DIRECTIONS FOR THIS TASK –
In all the lines below, change "bounding box" to "outline box" and write the lines out again with nothing else altered.

───

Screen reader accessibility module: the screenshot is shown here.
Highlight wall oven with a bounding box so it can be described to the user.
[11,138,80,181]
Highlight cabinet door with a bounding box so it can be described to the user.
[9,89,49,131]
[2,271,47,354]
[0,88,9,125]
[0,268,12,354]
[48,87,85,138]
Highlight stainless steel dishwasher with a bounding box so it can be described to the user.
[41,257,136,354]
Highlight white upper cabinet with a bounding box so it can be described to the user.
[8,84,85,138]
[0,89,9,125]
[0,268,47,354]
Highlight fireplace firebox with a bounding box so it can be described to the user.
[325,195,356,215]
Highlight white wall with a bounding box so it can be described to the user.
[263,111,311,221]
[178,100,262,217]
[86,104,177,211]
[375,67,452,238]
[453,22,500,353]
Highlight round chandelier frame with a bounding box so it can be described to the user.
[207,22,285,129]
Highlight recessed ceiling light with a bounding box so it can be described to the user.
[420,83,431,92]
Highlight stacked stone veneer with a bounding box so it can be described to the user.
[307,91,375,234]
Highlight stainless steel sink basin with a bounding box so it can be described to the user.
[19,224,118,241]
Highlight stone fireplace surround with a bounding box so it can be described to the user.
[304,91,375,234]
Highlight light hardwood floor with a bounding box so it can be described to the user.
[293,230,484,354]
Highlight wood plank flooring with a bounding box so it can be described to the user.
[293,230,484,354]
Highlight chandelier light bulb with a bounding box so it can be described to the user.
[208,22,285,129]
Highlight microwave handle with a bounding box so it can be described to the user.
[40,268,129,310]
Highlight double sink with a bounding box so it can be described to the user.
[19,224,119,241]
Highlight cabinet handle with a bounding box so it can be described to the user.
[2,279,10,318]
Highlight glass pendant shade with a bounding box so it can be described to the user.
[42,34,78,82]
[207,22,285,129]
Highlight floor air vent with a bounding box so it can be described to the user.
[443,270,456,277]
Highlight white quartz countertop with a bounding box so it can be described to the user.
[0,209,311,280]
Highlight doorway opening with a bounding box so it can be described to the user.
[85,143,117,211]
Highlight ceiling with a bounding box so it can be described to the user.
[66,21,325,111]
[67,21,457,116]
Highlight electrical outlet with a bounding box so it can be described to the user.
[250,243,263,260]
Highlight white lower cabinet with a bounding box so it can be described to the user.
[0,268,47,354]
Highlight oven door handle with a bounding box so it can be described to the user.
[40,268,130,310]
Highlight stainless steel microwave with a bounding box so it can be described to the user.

───

THE SOLUTION –
Screen reader accessibility module: the screenshot is shown here.
Highlight wall oven with a outline box so it can be described to the user.
[11,138,80,181]
Highlight cabinet door with a outline box so it can be described to the user.
[9,89,49,131]
[2,271,47,354]
[0,88,9,125]
[0,268,12,354]
[48,87,85,138]
Highlight stainless steel dishwasher with a outline box so it can be described to the user.
[41,257,136,354]
Highlight white upper cabinet with a outline box so it can be described to the user.
[8,84,85,138]
[0,89,9,125]
[0,268,47,354]
Highlight fireplace firebox with a outline box so it can be described to the user.
[325,195,356,215]
Highlight white wall with a outline box so it can be described to the user.
[263,111,311,221]
[178,100,262,217]
[86,104,177,211]
[375,67,452,238]
[453,22,500,353]
Highlight round chandelier frame with a outline box so it can be described to the user.
[207,22,285,129]
Highlight recessed ceiling light with a outline box so it can be described to the user.
[420,83,431,92]
Highlight stacked stone veneer with a outline box so it can be described to the user.
[307,91,375,234]
Highlight stainless steel sink basin with a outline box so it can be described to the user.
[19,224,118,241]
Highlight stone fireplace surround with a outline box so it can be described to the user.
[304,91,375,234]
Highlight light hardwood floor with a outline box so it can be described to the user.
[293,230,484,354]
Highlight wood plank flooring with a outline box so it can be described to the user.
[293,230,484,354]
Highlight chandelier light bulb with a outline box so it can be described to the user.
[208,22,285,129]
Highlight microwave handle with a outline box so it can be described to the user.
[40,268,129,310]
Highlight double sink with a outline box so it can be described to the user.
[19,224,119,241]
Highlight cabinet handle with a outline box so it can be described to the user.
[2,279,10,318]
Highlight glass pendant shade with a outline box so it can be described to the user.
[42,34,78,82]
[207,22,285,129]
Highlight floor air vent with a outline box so it can be described to the user.
[443,270,456,277]
Highlight white quartz countertop with a outline box so it can be described to the user.
[0,209,311,280]
Highlight doorway opening with a outline box so it can be described to the user.
[85,143,117,211]
Highlight ceiling with a outline box so it can be described to the user.
[66,21,325,111]
[67,21,457,116]
Highlight electrical outlet with a outline box so it can be described to the user.
[250,243,263,260]
Highlight white lower cabinet with a outline box so it can be described to the user.
[0,268,47,354]
Highlight oven door handle with a outline box so it can be described to the user.
[40,268,130,310]
Highlight stainless steel microwave with a outline box so it can be described to the user.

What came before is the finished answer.